*Source data*:
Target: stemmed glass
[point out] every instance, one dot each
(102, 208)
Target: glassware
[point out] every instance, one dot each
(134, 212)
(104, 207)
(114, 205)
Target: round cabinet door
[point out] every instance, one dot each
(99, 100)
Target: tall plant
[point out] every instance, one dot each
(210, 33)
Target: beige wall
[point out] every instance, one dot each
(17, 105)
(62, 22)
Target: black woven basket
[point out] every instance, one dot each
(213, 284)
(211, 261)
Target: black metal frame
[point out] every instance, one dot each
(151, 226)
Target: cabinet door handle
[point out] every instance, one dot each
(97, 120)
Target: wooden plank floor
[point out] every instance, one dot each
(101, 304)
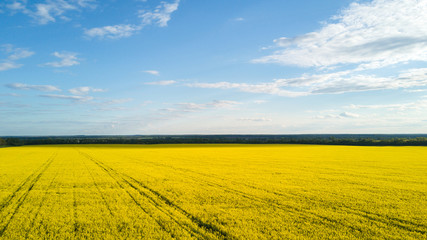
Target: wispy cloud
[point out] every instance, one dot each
(84, 90)
(22, 86)
(216, 104)
(9, 65)
(417, 105)
(160, 16)
(152, 72)
(328, 83)
(113, 32)
(47, 11)
(161, 83)
(263, 119)
(372, 35)
(342, 115)
(68, 97)
(68, 59)
(13, 54)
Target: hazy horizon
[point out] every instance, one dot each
(182, 67)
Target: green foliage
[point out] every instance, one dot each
(355, 140)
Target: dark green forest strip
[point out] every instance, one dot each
(321, 139)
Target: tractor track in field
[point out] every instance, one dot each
(159, 201)
(396, 222)
(39, 207)
(9, 199)
(124, 189)
(23, 197)
(107, 205)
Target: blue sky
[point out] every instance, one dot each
(72, 67)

*Given request*: Print all of the entries word for word. Skip any images they contain.

*Reply to the exercise*:
Target: stemmed glass
[point out] every instance, one dot each
(102, 208)
Target: glassware
[point out] every instance, one dot each
(134, 212)
(104, 207)
(114, 205)
Target: round cabinet door
[point out] every instance, one dot each
(99, 100)
Target: tall plant
[point out] every instance, one dot each
(210, 33)
Target: beige wall
[point out] every instance, one dot each
(17, 105)
(62, 22)
Target: black woven basket
[point out] every instance, one dot each
(213, 284)
(211, 261)
Target: black metal frame
[point out] every instance, one dot each
(151, 226)
Target: cabinet door handle
[point out] every instance, one dot each
(97, 120)
Target: wooden plank floor
[point out] every instance, one dot each
(101, 304)
Target: wispy cloud
[point out] every instance, one dot each
(84, 90)
(22, 86)
(216, 104)
(9, 65)
(417, 105)
(160, 16)
(152, 72)
(328, 83)
(113, 32)
(47, 11)
(161, 83)
(263, 119)
(372, 35)
(342, 115)
(68, 97)
(68, 59)
(13, 54)
Target: hazy horizon
[point out] every instance, one dot each
(182, 67)
Target: green foliage
[point out] every instance, one dot each
(355, 140)
Target: dark green forest strip
[point out] every instance, one dot each
(321, 139)
Target: tractor track in field
[point out] every instance, one dot each
(159, 201)
(396, 222)
(39, 207)
(9, 199)
(124, 189)
(23, 197)
(107, 205)
Target: blue sky
[point out] every instance, one dot each
(72, 67)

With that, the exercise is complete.